Leave out the pictures and transcribe everything else exactly.
--- START DATA SUPPLIED ---
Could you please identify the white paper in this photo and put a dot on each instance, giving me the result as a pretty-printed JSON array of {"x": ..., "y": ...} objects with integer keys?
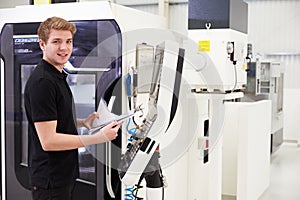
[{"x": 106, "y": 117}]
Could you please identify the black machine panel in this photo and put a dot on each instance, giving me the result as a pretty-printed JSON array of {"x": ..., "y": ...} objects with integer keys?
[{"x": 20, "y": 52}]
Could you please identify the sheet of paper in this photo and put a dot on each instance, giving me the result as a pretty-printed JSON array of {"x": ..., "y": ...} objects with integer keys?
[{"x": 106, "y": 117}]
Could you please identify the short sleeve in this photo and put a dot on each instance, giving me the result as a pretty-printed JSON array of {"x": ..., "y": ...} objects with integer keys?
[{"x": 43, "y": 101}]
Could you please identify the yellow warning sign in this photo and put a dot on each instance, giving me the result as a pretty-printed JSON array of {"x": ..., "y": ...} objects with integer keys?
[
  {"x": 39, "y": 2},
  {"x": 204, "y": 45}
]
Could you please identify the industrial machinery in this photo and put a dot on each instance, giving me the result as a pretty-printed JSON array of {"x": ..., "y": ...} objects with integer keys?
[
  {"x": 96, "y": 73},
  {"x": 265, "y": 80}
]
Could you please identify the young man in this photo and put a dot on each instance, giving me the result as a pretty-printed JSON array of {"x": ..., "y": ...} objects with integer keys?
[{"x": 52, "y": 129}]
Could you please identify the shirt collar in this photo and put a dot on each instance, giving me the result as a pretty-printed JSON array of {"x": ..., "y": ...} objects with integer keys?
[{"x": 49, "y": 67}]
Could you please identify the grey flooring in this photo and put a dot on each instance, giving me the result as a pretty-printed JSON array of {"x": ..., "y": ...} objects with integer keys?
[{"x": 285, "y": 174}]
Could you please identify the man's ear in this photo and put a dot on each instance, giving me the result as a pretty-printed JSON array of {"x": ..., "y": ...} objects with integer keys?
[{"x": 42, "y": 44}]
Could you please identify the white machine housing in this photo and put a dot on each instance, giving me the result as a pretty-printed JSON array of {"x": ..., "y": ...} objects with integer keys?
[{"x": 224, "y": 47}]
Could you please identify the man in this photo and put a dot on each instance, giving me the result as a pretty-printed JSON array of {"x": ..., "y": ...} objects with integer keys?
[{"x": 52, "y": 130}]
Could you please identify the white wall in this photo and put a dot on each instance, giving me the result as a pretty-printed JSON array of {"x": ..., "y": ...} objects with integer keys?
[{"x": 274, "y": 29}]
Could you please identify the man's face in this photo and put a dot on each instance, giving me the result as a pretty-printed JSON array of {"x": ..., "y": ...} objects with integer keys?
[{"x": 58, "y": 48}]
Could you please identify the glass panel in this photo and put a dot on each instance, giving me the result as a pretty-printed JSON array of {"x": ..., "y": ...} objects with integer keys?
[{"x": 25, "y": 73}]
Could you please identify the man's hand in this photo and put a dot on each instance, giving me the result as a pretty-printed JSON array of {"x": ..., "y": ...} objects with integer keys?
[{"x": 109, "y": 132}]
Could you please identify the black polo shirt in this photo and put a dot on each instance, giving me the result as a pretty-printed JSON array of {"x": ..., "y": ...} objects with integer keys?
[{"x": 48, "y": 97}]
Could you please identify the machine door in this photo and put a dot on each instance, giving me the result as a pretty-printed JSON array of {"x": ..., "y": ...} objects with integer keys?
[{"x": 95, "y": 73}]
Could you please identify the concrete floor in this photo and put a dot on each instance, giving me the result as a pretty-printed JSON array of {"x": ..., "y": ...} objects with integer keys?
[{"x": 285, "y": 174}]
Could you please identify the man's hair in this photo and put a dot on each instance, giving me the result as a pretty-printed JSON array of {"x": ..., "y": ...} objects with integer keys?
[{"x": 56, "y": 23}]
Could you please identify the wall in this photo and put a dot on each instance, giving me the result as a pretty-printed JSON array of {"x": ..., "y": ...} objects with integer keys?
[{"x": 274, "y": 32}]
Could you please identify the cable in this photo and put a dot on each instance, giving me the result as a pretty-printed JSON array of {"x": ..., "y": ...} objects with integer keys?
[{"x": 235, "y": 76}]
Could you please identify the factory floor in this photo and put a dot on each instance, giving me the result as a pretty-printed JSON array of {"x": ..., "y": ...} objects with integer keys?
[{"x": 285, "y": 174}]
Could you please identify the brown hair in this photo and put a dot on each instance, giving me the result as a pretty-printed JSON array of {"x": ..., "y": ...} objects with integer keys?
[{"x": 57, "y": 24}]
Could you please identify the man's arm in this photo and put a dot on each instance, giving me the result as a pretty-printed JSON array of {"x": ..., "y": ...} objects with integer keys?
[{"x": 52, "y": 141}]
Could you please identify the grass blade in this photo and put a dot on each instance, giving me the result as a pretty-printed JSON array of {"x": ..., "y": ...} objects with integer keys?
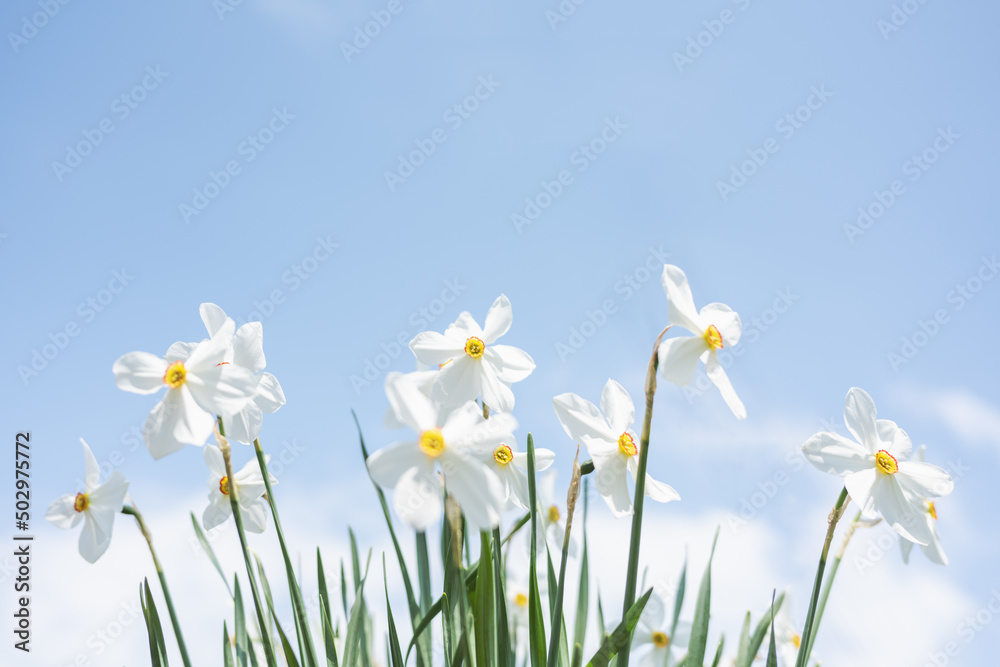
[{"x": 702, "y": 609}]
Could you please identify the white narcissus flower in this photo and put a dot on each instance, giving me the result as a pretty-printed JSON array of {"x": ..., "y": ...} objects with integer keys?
--- END DATA SUPPLIED ---
## COMPLETED TASK
Could you please identify the white paper in this photo and put a dot on each instance, giving me the result as a pretty-printed JSON array of {"x": ..., "y": ...} objects with integer keys?
[{"x": 106, "y": 117}]
Could you please identify the black machine panel in this photo and put a dot on each instance, giving me the result as a pretty-printed JSON array of {"x": ..., "y": ...} objects with integer keys?
[{"x": 20, "y": 52}]
Could you please identify the sheet of paper in this photo and put a dot on each instance, giving me the result as a pretty-printed JSON array of {"x": ..., "y": ...} objects with integer keys?
[{"x": 106, "y": 117}]
Could you please identify the short sleeve in this photo and put a dot on each instance, giving me the result as a pretty-printed JSON array of {"x": ..., "y": ...} objects with integer keys?
[{"x": 43, "y": 101}]
Could you please identify the yellow warning sign in this photo and put a dot on each instance, giving me the result as a pretty-printed JSON array of {"x": ..., "y": ...} objects with integer keys?
[
  {"x": 39, "y": 2},
  {"x": 204, "y": 45}
]
Could you please identify the industrial machinery in this photo and put a dot on each instance, giving me the result as a pretty-printed JSON array of {"x": ..., "y": ...} objects with integer keys?
[
  {"x": 96, "y": 73},
  {"x": 265, "y": 80}
]
Could you please identify the young man in this photo and put a dot on each instance, giving me the result as a pretty-printed JSON array of {"x": ..., "y": ...} objects with integer keys?
[{"x": 52, "y": 129}]
Could you please identify the shirt collar in this photo and put a dot on each instance, giving me the result as a pretty-printed JSON array of {"x": ..., "y": ...} objects with integer keys?
[{"x": 49, "y": 67}]
Could you please identify the grey flooring in this photo and put a dot on each instance, giving me the result as a pretty-printed JSON array of {"x": ..., "y": ...} objects with integer keys?
[{"x": 285, "y": 174}]
Could you please identify the man's ear in this photo and put a dot on each instance, giving me the result as a pretty-printed JSON array of {"x": ..., "y": ...} objects with integer keys?
[{"x": 42, "y": 44}]
Could you please identify the white machine housing in this photo and put a dot on each instance, giving me the result as a pretty-printed JSON array of {"x": ..., "y": ...} objects with integer keys?
[{"x": 224, "y": 47}]
Could you please identify the man in this photo and put a dot on each instance, giving me the result as a pretty-printed JSON array of {"x": ..., "y": ...} objects with integer keys?
[{"x": 52, "y": 130}]
Could you please identify the white wall in this photo and put a dot on each instance, giving me the result as a pretty-printed JSON array of {"x": ..., "y": ...} objects with integer keys?
[{"x": 274, "y": 29}]
Could you please identify the man's face in this photo and put a dot on each instance, giving me the result as a pretty-printed JSON array of {"x": ..., "y": ...} objects with integer keys?
[{"x": 58, "y": 48}]
Could you please identify the glass panel in this photo and put a dot on each instance, giving me the result as a pretty-printed JSON array of {"x": ..., "y": ...} objects with integer keys?
[{"x": 25, "y": 73}]
Could you please identify the man's hand in this photo and put a dot on each instance, giving me the result as a pretty-printed JSON array of {"x": ..., "y": ...} objects with integer keys?
[{"x": 109, "y": 132}]
Could you please identify the black polo shirt in this photo and put a dot on each instance, giving me the result as a pretty-printed JSON array of {"x": ..., "y": ...} objects with integer keys?
[{"x": 48, "y": 97}]
Could you please identify the machine door in this photo and put a dot on each instance, giving me the result as a pretty-printed JSON array of {"x": ..., "y": ...} objects with integer keys?
[{"x": 95, "y": 73}]
Could you please identify the concrete floor in this photo and put a dot on each instance, giving me the result as a pretty-printed JSON array of {"x": ..., "y": ...} objects with integer keys?
[{"x": 285, "y": 174}]
Could you please identify the man's hair in this photo and put a dot on each instance, giving me the result as a pretty-printed JSON array of {"x": ..., "y": ...} objects with integer keys?
[{"x": 56, "y": 23}]
Could you please identify the wall in this photo and put a dot on each instance, giving me the result as a pretty-printed JSON array of {"x": ..., "y": ...} objects with integer keys?
[{"x": 274, "y": 32}]
Could you please identify the cable in this photo and put a dot on each instance, giving me the result as a pretty-printed JSON array of {"x": ..., "y": ...} objects with integer keys?
[{"x": 235, "y": 76}]
Could you please identify the factory floor in this photo and put a dot on each instance, giving me the result as a pretty-printed JSON array of {"x": ..., "y": ...} objects with integer keys?
[{"x": 285, "y": 174}]
Could you please identify the brown hair in this photo and put a dot on each instance, giving me the result as a pretty-printed JSON array of {"x": ..., "y": ...} objects with integer keys?
[{"x": 57, "y": 24}]
Could you please identify the man's arm in this photo and put a dot on each instance, giving me the result as a pretty-printed JSON array of {"x": ..., "y": ...} objects with integer keys?
[{"x": 52, "y": 141}]
Could you please identify the grass blade in this photo and put a dot on each instance, giving me the result as a pretty-printed JSON array of {"x": ..., "y": ...} objects with integer keys?
[{"x": 702, "y": 609}]
Could you please identify the white narcissus flower in this photo and put a dot on each instance, giving me the result as a pretty-printed JSON array of {"x": ..., "y": ...} objects with integer keys?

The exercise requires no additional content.